→ **PROVIDED DATA**
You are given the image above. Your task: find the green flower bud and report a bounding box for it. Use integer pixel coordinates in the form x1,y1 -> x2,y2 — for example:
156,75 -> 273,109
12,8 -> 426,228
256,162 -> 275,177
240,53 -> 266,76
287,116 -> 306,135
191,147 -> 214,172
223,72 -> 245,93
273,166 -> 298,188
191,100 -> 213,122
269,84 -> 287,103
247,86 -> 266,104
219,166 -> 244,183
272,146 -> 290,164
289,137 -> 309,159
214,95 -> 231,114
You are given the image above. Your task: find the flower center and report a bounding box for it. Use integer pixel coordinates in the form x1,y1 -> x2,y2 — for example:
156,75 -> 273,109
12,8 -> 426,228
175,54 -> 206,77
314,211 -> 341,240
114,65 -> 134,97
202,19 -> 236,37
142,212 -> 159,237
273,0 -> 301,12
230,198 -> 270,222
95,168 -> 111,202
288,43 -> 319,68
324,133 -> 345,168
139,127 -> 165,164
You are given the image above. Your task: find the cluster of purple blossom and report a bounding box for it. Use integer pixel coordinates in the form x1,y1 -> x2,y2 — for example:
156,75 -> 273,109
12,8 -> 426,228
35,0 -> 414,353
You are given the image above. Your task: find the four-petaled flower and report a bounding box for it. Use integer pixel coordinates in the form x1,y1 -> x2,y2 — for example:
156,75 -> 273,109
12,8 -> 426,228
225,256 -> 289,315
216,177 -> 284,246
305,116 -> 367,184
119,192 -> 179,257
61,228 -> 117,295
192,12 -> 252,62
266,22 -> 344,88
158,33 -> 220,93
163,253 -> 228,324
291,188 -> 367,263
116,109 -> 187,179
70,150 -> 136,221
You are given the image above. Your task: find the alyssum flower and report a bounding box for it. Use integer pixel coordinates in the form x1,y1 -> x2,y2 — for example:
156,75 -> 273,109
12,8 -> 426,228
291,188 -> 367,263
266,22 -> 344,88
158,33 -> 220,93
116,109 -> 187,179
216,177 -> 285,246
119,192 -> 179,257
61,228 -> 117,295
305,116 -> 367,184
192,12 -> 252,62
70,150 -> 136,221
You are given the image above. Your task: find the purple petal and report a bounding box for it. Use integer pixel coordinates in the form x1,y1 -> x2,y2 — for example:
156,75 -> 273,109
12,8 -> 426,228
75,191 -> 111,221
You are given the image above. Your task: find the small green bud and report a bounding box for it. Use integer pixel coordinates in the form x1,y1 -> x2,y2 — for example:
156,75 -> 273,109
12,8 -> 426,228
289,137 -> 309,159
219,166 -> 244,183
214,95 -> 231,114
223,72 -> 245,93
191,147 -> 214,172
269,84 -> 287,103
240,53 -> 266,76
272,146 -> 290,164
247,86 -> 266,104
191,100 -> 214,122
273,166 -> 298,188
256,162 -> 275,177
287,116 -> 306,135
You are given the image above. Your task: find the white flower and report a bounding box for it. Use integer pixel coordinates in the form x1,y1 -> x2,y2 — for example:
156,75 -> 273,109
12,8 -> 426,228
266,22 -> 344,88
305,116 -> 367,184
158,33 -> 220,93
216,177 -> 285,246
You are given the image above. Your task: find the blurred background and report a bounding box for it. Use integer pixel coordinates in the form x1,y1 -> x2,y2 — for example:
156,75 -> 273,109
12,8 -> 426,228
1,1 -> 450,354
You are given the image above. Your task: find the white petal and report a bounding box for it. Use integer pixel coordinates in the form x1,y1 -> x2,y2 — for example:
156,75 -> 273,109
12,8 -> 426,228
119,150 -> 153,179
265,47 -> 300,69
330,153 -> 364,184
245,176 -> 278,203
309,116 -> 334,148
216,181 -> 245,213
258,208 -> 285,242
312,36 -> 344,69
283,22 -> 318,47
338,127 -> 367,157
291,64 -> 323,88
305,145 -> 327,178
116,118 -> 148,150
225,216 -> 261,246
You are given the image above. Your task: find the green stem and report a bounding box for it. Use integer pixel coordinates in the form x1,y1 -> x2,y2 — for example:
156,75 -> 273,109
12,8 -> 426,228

→ **SHORT EXERCISE**
Could you copy all of the material above line for line, changing nothing?

→ **WORKED SOLUTION**
You are given the image above. Your task: find the green flower bud and report a bounding box for it. Use integer pixel coordinates in the form x1,y1 -> x2,y2 — for example:
156,75 -> 273,109
12,8 -> 426,228
256,162 -> 275,177
240,53 -> 266,76
287,116 -> 306,135
191,147 -> 214,172
223,72 -> 245,93
273,166 -> 298,188
191,100 -> 213,122
269,84 -> 287,103
247,86 -> 266,104
219,166 -> 244,183
272,146 -> 290,164
289,137 -> 309,159
214,95 -> 231,114
You are given the image above. Your task: find the flower center and report a bounding box for it. Use integer pixel coordinates in the form x1,y1 -> x2,y2 — for example:
156,75 -> 273,109
12,8 -> 426,228
175,54 -> 206,77
314,211 -> 341,240
114,65 -> 134,97
202,19 -> 236,37
142,212 -> 159,237
273,0 -> 301,12
230,198 -> 270,222
95,168 -> 111,202
288,43 -> 319,68
324,133 -> 345,168
139,127 -> 165,164
You are given the image above. Your task: find the cluster of purple blossom and report a bounding box for it. Use integer pixel coordinates in the form x1,y1 -> x2,y2 — for example:
156,75 -> 273,109
12,8 -> 426,228
35,0 -> 414,353
You are given the image above. Your task: find the four-petaled flower and report a bounding box for it. Use integer pixel coordinates in the form x1,y1 -> x2,y2 — for example:
156,75 -> 273,109
12,8 -> 426,228
225,256 -> 289,315
216,177 -> 284,246
305,116 -> 367,184
119,192 -> 179,257
61,228 -> 117,295
192,12 -> 252,62
266,22 -> 344,88
158,33 -> 220,93
163,253 -> 228,324
291,188 -> 367,263
116,109 -> 187,179
70,150 -> 136,221
You are given the image above. Your task: find the alyssum flower and report a bounding box for it. Use integer pixel coordinates in the form x1,y1 -> x2,y2 — for example:
156,75 -> 273,109
12,8 -> 426,228
291,188 -> 367,263
266,22 -> 344,88
158,33 -> 220,93
116,109 -> 187,179
216,177 -> 285,246
119,192 -> 179,257
61,228 -> 117,295
305,116 -> 367,184
192,12 -> 252,62
70,150 -> 136,221
You are given the image above. Your task: find the purple petal and report a bounding box for it. Use integer pixel coordinates in the form x1,y1 -> x2,y2 — for example:
156,75 -> 273,109
12,8 -> 426,228
75,191 -> 111,221
You are given the image above. Your task: find the small green bud and report a bounding box for it. Use integer pixel coordinates in the form x1,y1 -> x2,y2 — for example:
156,75 -> 273,109
12,8 -> 426,228
289,137 -> 309,159
219,166 -> 244,183
214,95 -> 231,114
223,72 -> 245,93
191,147 -> 214,172
269,84 -> 287,103
240,53 -> 266,76
272,146 -> 290,164
247,86 -> 266,104
191,100 -> 214,122
273,166 -> 298,188
256,162 -> 275,177
287,116 -> 306,135
You are given the image above. Your task: find the white flower and report a bounding box for it. Use integer pixel coordinates in the form x1,y1 -> x2,y2 — for example:
156,75 -> 273,109
12,8 -> 426,228
266,22 -> 344,88
305,116 -> 367,184
158,33 -> 220,93
216,177 -> 285,246
You are given the image above. Your task: find the blurred background and report a bounding box for it. Use integer pixel coordinates in the form x1,y1 -> x2,y2 — for example:
156,75 -> 273,109
12,8 -> 426,228
1,1 -> 450,354
You are given the image above. Your task: find the white petal and report a bounding box for it. Use integer pixel coordinates in the form x1,y1 -> x2,y2 — for example:
156,75 -> 273,109
12,8 -> 426,228
119,150 -> 153,179
265,47 -> 300,69
330,153 -> 364,184
245,176 -> 278,203
309,116 -> 334,148
216,181 -> 245,213
258,208 -> 285,242
312,36 -> 344,69
283,22 -> 318,47
338,127 -> 367,157
291,64 -> 323,88
305,145 -> 327,178
116,118 -> 148,150
225,216 -> 261,246
You are given the image above. Your task: find the green stem and report a bounding box for it. Use integer pixel coordinates in the form x1,y1 -> x2,y2 — for example:
156,75 -> 273,109
12,8 -> 426,228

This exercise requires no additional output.